Task requirements
Within the records below is a range that opens at the line with "Category: toilet lid" and closes at the line with "Category: white helmet with cage". Return that range word for word, both ends included, and only that range.

Dataset excerpts
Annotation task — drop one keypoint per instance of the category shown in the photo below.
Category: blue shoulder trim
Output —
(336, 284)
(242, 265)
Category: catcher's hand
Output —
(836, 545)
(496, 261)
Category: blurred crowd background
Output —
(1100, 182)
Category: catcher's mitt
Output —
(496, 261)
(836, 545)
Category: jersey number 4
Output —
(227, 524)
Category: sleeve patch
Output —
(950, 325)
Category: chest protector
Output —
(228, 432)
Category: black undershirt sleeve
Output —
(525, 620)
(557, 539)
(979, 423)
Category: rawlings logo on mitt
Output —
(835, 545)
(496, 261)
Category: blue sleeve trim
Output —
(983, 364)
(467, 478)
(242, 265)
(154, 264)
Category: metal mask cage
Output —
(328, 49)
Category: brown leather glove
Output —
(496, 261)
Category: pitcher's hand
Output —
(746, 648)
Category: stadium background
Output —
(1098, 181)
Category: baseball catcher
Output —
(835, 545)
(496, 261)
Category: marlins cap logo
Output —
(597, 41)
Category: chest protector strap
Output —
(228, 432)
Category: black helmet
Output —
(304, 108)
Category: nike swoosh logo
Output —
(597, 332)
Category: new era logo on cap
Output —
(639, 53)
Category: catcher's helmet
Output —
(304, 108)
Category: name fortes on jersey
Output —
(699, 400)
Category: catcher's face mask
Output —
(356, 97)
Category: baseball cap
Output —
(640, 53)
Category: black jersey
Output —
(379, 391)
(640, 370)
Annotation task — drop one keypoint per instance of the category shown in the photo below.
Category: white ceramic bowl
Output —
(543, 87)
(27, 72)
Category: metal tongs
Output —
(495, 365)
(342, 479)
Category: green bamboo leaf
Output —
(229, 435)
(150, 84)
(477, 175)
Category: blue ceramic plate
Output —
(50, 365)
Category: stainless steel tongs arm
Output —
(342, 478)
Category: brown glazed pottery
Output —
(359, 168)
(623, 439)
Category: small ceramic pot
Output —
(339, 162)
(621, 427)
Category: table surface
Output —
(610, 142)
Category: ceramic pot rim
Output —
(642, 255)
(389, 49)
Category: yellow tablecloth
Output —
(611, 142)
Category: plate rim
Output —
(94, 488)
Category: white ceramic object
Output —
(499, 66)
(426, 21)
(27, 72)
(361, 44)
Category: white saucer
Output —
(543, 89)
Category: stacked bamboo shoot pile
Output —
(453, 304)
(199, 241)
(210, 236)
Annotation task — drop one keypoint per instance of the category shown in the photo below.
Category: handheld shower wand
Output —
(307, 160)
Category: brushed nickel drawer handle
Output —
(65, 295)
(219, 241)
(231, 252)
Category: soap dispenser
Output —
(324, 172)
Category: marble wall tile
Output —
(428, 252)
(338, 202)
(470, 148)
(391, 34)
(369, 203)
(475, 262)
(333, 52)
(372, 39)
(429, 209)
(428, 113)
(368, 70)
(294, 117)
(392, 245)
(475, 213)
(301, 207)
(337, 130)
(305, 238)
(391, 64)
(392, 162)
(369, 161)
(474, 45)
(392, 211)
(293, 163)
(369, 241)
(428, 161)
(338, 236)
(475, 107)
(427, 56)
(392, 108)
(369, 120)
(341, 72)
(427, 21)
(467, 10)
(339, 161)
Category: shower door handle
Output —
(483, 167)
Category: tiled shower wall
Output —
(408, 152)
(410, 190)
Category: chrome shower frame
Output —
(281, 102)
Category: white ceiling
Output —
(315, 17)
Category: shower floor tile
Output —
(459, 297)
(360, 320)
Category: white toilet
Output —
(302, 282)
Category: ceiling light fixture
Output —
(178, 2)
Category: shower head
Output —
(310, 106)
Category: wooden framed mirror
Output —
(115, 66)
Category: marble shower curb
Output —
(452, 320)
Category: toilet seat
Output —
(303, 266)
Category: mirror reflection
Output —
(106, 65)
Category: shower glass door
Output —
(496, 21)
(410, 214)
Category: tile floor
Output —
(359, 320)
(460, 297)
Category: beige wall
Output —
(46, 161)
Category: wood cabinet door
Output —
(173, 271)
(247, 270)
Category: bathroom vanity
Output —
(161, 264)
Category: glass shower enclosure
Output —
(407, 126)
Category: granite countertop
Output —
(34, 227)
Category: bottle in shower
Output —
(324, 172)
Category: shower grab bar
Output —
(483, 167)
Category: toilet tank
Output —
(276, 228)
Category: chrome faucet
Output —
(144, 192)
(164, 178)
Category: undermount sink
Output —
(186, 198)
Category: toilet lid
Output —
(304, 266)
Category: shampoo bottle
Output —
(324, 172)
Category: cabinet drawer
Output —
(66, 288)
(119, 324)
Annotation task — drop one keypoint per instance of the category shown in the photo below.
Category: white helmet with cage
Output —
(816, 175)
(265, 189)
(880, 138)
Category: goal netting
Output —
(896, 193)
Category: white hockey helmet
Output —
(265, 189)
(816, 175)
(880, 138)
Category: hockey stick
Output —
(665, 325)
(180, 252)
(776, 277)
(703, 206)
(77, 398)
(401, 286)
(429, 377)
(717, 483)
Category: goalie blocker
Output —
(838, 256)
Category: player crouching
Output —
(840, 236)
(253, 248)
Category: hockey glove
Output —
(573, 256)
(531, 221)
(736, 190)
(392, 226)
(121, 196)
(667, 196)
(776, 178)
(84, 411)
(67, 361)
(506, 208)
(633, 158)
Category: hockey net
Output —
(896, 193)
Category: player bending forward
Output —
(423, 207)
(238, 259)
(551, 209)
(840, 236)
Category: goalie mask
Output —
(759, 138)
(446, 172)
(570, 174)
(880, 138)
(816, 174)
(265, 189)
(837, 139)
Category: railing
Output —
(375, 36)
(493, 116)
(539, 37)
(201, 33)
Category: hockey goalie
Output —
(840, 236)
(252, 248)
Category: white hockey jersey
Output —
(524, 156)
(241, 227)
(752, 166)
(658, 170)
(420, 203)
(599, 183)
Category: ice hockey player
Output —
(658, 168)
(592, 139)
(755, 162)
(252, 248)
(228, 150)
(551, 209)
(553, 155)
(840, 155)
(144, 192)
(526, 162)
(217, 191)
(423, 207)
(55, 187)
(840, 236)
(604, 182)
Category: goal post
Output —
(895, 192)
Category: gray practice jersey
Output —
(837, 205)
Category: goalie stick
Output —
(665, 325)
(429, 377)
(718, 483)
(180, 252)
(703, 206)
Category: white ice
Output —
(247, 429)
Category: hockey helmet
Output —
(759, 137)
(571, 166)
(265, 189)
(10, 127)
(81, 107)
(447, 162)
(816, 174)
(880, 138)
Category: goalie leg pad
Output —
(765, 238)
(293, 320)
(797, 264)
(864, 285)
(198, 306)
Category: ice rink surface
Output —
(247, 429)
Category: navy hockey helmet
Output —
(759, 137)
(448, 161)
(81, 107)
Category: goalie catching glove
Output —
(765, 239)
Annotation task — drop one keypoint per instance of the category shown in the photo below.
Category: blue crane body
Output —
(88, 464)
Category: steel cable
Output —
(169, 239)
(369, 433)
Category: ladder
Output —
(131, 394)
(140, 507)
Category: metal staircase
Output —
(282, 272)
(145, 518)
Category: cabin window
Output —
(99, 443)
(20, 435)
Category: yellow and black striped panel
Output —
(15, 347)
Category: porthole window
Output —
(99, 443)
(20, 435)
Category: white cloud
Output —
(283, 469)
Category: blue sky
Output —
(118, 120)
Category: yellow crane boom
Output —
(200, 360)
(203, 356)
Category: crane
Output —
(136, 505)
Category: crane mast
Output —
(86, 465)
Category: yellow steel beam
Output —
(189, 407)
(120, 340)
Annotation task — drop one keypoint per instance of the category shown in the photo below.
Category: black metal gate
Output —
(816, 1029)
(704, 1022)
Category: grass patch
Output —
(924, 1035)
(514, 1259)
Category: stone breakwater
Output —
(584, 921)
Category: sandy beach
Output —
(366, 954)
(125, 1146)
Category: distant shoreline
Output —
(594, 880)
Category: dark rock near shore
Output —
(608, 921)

Exercise result
Category: toilet lid
Output —
(304, 266)
Category: shampoo bottle
Output —
(324, 172)
Category: cabinet drawer
Output —
(66, 288)
(119, 324)
Annotation task — drop one keypoint per instance of the category shown in the photo below.
Category: white helmet with cage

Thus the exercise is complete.